### Given instruction
Reproduce the entries below, replacing every "silhouette" with "outline" and keeping everything else the same.

────────────────────

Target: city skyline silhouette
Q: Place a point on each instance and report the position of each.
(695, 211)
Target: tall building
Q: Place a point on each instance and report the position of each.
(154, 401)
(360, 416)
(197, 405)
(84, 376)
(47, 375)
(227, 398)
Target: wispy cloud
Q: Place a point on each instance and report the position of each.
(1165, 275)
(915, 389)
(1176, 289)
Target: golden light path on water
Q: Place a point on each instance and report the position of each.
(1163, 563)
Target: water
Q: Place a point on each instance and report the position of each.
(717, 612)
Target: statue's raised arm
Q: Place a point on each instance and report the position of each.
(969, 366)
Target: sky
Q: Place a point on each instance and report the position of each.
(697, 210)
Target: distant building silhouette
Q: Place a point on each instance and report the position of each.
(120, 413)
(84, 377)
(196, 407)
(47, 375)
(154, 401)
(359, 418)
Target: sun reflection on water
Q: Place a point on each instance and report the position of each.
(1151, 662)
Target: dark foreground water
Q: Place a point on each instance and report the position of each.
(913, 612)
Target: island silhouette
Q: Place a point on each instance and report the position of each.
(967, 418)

────────────────────

### Solution
Target: city skyline outline
Q: Place a point on each instance and report the position of each.
(695, 211)
Target: tall building
Q: Place a point on each instance and report the position of each.
(154, 401)
(360, 416)
(197, 405)
(84, 376)
(47, 375)
(227, 398)
Target: wispy cloud
Q: Place a point on each instance and report the position of each.
(1165, 275)
(915, 389)
(1176, 289)
Target: golden light path on water
Q: Place a point on each instance and report the position of each.
(1163, 563)
Target: water
Q: Place a point on each instance and report the position of each.
(717, 612)
Target: statue's raised arm
Q: Place a point on each instance and report the position of each.
(969, 366)
Target: sky
Q: Place a point on each instance and report the position of each.
(697, 210)
Target: distant building outline
Q: Place a point on each instance and report the position of each.
(120, 413)
(84, 377)
(196, 407)
(47, 375)
(154, 401)
(359, 418)
Target: sun reflection on water
Q: Place a point on each instance and report the position of each.
(1151, 662)
Target: dark foreground water
Q: Place a point on each instance and report the position of each.
(913, 612)
Target: island outline
Q: Place a point on each instance and report the position of each.
(967, 418)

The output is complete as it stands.